__Texte fourni__:
Jugements de la Cour canadienne de l'impôt

Informations sur la décision

Contenu de la décision

Dossier : 2017-4797(GST)I

ENTRE :

SAIF-AL-DIN YOUNIS,

appelant,

et

SA MAJESTÉ LA REINE,

intimée.

[TRADUCTION FRANÇAISE OFFICIELLE]

 

Appel entendu le 26 juin 2019, à Toronto (Ontario).

Devant : l’honorable juge Randall S. Bocock.


Comparutions :

Représentant de l’appelant :

Akram Khalilieh

Avocate de l’intimée :

Me Rini Rashid

 

JUGEMENT

ATTENDU QU’aujourd’hui, la Cour a rendu ses motifs de jugement dans le présent appel.

PAR CONSÉQUENT, l’appel interjeté à l’encontre de la nouvelle cotisation établie au titre de la Loi sur la taxe d’accise, L.R.C. (1985), ch. E-15, dans sa version modifiée, à l’égard de la période de déclaration du 1er septembre 2014 au 30 septembre 2014 est rejeté, sans dépens.

Signé à Ottawa, Canada, ce 23e jour de septembre 2019.

« R. S. Bocock »

Le juge Bocock

Traduction certifiée conforme

Ce 2e jour de juillet 2021

Christian Laroche


Référence : 2019CCI198

Date : 20190923

Dossier : 2017-4797(GST)I

ENTRE :

SAIF-AL-DIN YOUNIS,

appelant,

et

SA MAJESTÉ LA REINE,

intimée.

__Enregistrements fournis__:
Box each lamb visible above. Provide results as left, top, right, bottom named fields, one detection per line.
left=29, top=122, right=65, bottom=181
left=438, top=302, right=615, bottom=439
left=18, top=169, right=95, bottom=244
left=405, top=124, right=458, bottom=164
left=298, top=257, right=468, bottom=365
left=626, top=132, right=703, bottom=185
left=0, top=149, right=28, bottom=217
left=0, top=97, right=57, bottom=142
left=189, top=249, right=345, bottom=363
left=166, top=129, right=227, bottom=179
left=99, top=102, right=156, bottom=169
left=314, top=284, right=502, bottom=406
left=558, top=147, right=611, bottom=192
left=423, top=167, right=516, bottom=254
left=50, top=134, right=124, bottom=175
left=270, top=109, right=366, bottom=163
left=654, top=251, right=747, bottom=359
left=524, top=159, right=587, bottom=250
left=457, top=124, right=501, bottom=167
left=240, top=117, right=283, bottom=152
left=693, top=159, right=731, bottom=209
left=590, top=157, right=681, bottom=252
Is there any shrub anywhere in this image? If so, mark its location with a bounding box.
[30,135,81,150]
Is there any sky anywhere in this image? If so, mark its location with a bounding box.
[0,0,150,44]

__Consigne__:
Pouvez-vous reproduire mot pour mot le jugement, depuis « Avocate de l’intimée » jusqu'à « rejeté, sans dépens. » ?

__Réponse attendue__:
Avocate de l’intimée :

Me Rini Rashid

 

JUGEMENT

ATTENDU QU’aujourd’hui, la Cour a rendu ses motifs de jugement dans le présent appel.

PAR CONSÉQUENT, l’appel interjeté à l’encontre de la nouvelle cotisation établie au titre de la Loi sur la taxe d’accise, L.R.C. (1985), ch. E-15, dans sa version modifiée, à l’égard de la période de déclaration du 1er septembre 2014 au 30 septembre 2014 est rejeté, sans dépens.